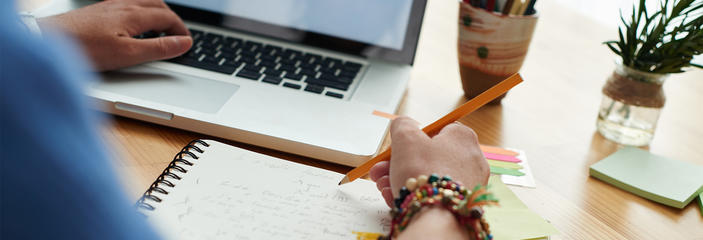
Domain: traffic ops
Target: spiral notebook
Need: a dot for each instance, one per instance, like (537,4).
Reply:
(215,191)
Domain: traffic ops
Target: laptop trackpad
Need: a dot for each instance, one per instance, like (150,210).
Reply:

------------------------------------------------

## Exercise brief
The answer must consist of every line from the entries above that contains the string "Target".

## Expected answer
Target: spiral notebook
Target: laptop trackpad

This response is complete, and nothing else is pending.